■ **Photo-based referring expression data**
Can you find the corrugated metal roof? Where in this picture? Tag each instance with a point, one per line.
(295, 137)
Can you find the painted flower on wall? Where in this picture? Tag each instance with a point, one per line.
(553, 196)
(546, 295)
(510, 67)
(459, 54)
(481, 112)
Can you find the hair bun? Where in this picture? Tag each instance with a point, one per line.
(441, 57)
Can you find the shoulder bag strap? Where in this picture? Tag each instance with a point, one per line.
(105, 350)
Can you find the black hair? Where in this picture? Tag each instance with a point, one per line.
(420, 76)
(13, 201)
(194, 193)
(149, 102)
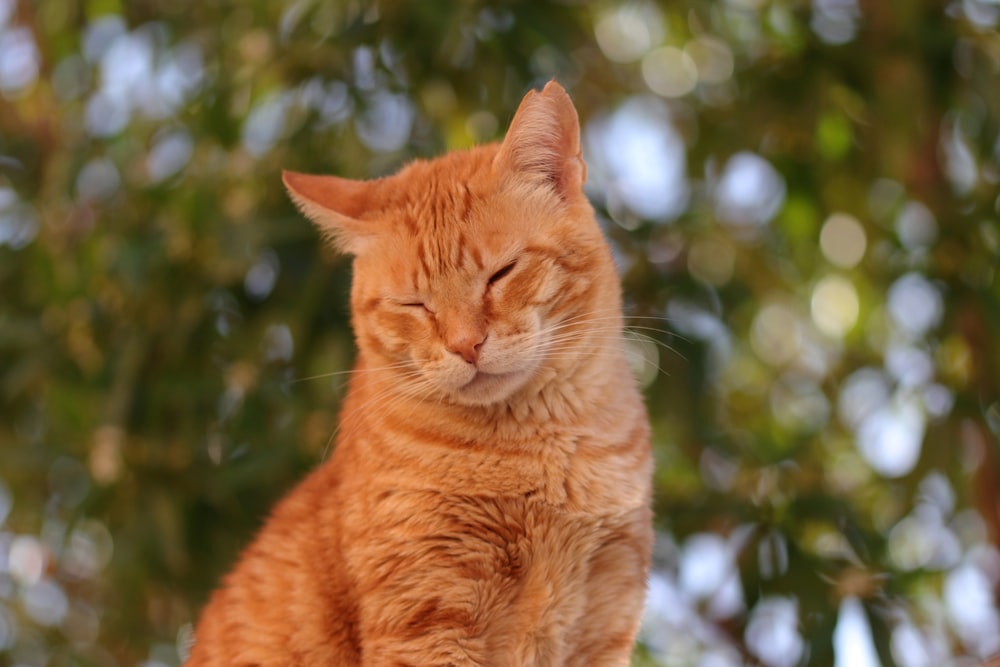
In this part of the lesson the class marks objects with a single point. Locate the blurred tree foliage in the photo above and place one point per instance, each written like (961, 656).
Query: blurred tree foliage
(803, 199)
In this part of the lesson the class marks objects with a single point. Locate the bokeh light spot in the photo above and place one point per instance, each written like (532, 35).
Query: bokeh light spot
(626, 32)
(670, 72)
(750, 191)
(774, 334)
(712, 58)
(835, 306)
(842, 240)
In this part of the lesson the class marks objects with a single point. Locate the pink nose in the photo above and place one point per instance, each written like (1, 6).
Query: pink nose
(467, 345)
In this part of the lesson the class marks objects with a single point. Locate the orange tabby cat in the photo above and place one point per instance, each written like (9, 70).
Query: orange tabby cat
(488, 500)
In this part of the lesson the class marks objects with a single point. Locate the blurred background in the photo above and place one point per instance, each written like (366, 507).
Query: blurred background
(802, 196)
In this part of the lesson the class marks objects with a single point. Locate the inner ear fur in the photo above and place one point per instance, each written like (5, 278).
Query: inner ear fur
(335, 205)
(543, 142)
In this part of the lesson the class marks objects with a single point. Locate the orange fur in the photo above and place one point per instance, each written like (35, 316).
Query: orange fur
(487, 502)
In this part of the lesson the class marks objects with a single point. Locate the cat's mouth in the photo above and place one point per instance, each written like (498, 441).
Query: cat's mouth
(482, 379)
(488, 387)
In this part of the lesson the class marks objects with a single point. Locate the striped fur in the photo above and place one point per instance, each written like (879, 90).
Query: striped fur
(487, 502)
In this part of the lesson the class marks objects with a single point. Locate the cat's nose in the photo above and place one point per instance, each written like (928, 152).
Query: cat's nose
(467, 345)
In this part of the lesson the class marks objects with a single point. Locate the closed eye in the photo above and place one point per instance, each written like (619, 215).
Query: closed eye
(501, 273)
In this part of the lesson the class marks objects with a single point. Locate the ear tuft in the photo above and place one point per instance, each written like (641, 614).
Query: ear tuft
(335, 205)
(543, 141)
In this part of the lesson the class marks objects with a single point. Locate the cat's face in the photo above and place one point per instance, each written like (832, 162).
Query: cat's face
(473, 272)
(470, 287)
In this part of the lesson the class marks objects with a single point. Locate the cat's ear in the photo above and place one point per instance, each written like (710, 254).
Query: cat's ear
(335, 205)
(543, 141)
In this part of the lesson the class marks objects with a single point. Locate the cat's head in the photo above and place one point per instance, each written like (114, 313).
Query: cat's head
(476, 274)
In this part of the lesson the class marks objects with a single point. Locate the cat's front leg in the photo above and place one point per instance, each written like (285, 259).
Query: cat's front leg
(435, 632)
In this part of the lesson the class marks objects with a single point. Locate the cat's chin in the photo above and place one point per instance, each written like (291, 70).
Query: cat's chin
(488, 388)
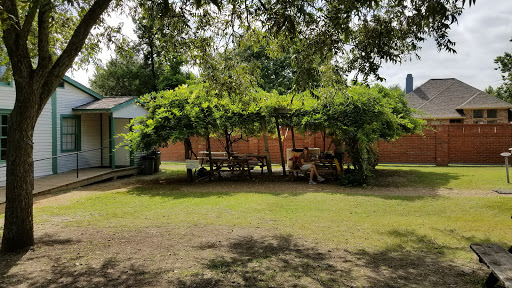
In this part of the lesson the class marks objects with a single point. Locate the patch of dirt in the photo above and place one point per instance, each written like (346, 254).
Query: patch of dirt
(220, 256)
(216, 256)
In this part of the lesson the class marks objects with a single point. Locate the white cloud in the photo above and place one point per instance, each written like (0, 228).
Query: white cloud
(483, 32)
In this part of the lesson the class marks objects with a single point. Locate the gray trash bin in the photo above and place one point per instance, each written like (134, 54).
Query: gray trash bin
(158, 160)
(148, 165)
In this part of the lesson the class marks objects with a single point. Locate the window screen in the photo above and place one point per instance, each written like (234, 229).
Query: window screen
(492, 113)
(478, 113)
(70, 133)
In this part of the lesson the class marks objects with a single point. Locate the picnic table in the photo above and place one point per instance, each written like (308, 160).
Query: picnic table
(237, 162)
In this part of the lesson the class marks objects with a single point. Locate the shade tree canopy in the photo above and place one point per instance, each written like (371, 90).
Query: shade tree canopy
(358, 35)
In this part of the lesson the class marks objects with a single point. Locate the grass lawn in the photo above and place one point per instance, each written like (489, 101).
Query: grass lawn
(411, 227)
(451, 177)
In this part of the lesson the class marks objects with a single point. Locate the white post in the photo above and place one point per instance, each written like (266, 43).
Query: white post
(506, 155)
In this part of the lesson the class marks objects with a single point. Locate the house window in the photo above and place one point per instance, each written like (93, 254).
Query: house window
(70, 133)
(478, 113)
(4, 82)
(492, 113)
(3, 136)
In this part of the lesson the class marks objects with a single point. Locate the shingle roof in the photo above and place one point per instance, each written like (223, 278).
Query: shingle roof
(107, 103)
(440, 98)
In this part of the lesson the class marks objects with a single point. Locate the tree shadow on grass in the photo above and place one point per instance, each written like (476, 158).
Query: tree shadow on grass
(282, 261)
(269, 262)
(66, 272)
(412, 178)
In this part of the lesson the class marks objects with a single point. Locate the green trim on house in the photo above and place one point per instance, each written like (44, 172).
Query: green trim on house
(123, 105)
(132, 155)
(55, 169)
(8, 84)
(3, 112)
(112, 127)
(113, 109)
(82, 87)
(78, 133)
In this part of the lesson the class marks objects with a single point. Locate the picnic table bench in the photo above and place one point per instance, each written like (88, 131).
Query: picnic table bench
(237, 162)
(498, 260)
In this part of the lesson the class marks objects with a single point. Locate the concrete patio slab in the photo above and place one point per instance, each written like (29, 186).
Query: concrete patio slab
(68, 180)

■ **WHAT YOU HAVE TO DO**
Your reply should restate the data above word for word and contain no pictures.

■ **ANSWER TO THIS PROBLEM**
Can you find the corrugated metal roof? Where in this picture? Tag each instance with a point, one per line.
(295, 137)
Can you find the painted flower on wall? Where in this picture? Tag each instance with a point, one per line.
(553, 196)
(546, 295)
(510, 67)
(459, 54)
(481, 112)
Can you find the hair bun? Where in this picture? Tag each instance with a point, one per line.
(441, 57)
Can you find the shoulder bag strap? Where in this picture? Tag each instance with a point, one per line.
(105, 350)
Can you find the black hair? Where in this picture? Tag each instance with a point, one per line.
(420, 76)
(13, 201)
(194, 193)
(149, 102)
In this part of the lesson the class marks objects with a single point. Locate the blurred tree foliage in the photo above and place one point per instance, each written like (961, 656).
Query: blurred tree foliage
(803, 199)
In this part of the lesson the class marks objects with a single point. Locate the bokeh light spot in the photo above and place one point per instance, each written like (532, 35).
Query: bokeh light spot
(626, 32)
(670, 72)
(750, 191)
(774, 334)
(712, 58)
(835, 306)
(842, 240)
In this part of the lesson the class marks objects with a single point. Locate the pink nose in the photo above and place one point per instance, each written like (1, 6).
Query: pink nose
(467, 345)
In this part of the lesson the class marks objects with a single point. Locate the orange tabby cat in the photo above and place one point per instance, each written like (9, 70).
Query: orange tabby cat
(488, 500)
In this part of the lesson the class marks objects with a single point. Locate the blurred background in the photo above and place one point per instance, each written like (366, 507).
Query: blurred background
(802, 196)
In this part of the lesson the class marks objects with a single point. Locate the inner ear fur in the photo above and place one point per instance, each written like (5, 278).
Query: inner ear fur
(335, 205)
(543, 142)
In this part of the lesson the class marks objects with a single point. Locate the orange fur in the photo above and place one point per instance, each written like (35, 316).
Query: orange fur
(487, 502)
In this part of the lesson the class marks objects with a single point. Locate the cat's mouth in the photo above and place one point per instance, each written like (498, 441).
Query: cat's mouth
(482, 379)
(488, 387)
In this part of the lesson the class marks objects with a single point. Locate the striped fur in the photo above and place one point per instance, each written like (879, 90).
Query: striped fur
(487, 502)
In this part of the lesson the class marks objects with a single point. Locate the cat's nose in the photo above and place one point per instance, each written like (928, 152).
Query: cat's nose
(467, 345)
In this part of the lesson the class marks objects with a single point. Locate the closed eye in the photo above and place one point per instance, each written like (619, 215).
Query: closed eye
(501, 273)
In this part of the lesson the class marks objects with a single point. Locate the ear tuft in the photo above and place one point per instance, each written like (641, 614).
Query: ear tuft
(335, 205)
(543, 141)
In this part of the lesson the class marks objects with a single point. Locate the cat's face in the photo above and place one point per instance, each written like (832, 162).
Query: cat's face
(473, 272)
(470, 287)
In this part of the lesson the class marks objects with a single point. Locate the cat's ear in the photo above and place one point per instance, each written like (710, 254).
Query: cat's ear
(335, 205)
(543, 141)
In this part of the lesson the class marks objects with a single point. Locate the cat's head in the photo above and place one point per instance, each written like (114, 313).
Query: cat's head
(476, 274)
In this part of the lesson the class marks objects with a single point. Locate the cat's front leg in the photo above and place one point per instance, each written like (285, 259).
Query: cat's front leg
(435, 632)
In this part of the lesson the class marks objects with a single point. Locate the cat's chin in the photo above and place one point per instance, each written like (291, 70).
Query: cat's chin
(488, 388)
In this part of the lesson the class marks objects with a single point. Locate the patch of dirt in the photo above and place one point per instance, each written like (346, 254).
Query: patch of dirt
(220, 256)
(216, 256)
In this part of the lesson the class marks objects with a single point. Locate the white cloud in the photo above and place one point per instance, each written like (0, 228).
Query: white cloud
(483, 32)
In this part of the lesson the class marks objects with a single point. Locate the gray trash bin in the photo above and place one point per instance, each written like (134, 54).
Query: gray trash bin
(158, 160)
(148, 165)
In this part of the lesson the class marks objects with a single point. Locate the window screen in the photo above and place one point per instance, each written like (234, 229).
Query: window screen
(492, 113)
(478, 113)
(70, 133)
In this part of the lesson the class marks objects with a single point. Locate the picnic table in the photo above and place one point per instance, each written like (308, 160).
Query: picnic table
(237, 162)
In this part of the lesson the class marks objects with a single point. Locate the shade tree canopy in the photo above and place one point per instance, each written like (371, 90).
Query: shade tree canopy
(358, 35)
In this part of the lesson the class marks objects with a single point. Locate the grass lawn in the photo above and place one point per instance, each written like (489, 101).
Query: grass lawn
(411, 227)
(451, 177)
In this part of the lesson the class marks objects with a single point. Locate the white post in the photo above and place one point per instance, each written like (266, 43).
Query: white post
(506, 155)
In this part of the lesson the class marks objects with a single point. Locate the house window in the photo above and place one point per instance, each written like (93, 254).
Query: house window
(70, 133)
(478, 113)
(4, 82)
(492, 113)
(3, 136)
In this part of the lesson the class marks objects with a single point. Locate the shingle roof in the photo above and place one point per instance, each written like (223, 278).
Query: shingle roof
(107, 103)
(440, 98)
In this part of the lesson the class marks objects with a single point. Locate the tree shadow on grass in the photo above and place one point per instance, each written like (476, 158).
Query: tree shadow on grass
(282, 261)
(269, 262)
(66, 272)
(412, 178)
In this part of the lesson the class marks objects with a single point. Locate the green trim on house in the photo above and place one point per instance, each written like (44, 172).
Query: green trim on house
(123, 105)
(132, 155)
(55, 169)
(8, 84)
(3, 112)
(112, 127)
(113, 109)
(82, 87)
(78, 133)
In this part of the lesson the class marks objects with a single point. Locate the picnic table bench in the photo above and place one point per instance, each written like (88, 131).
Query: picnic table bench
(237, 162)
(498, 260)
In this part of the lesson the class marks objects with a single point. Locate the concrete patio slab in the photo above and place one point per instance, each written like (29, 186).
Query: concrete patio slab
(68, 180)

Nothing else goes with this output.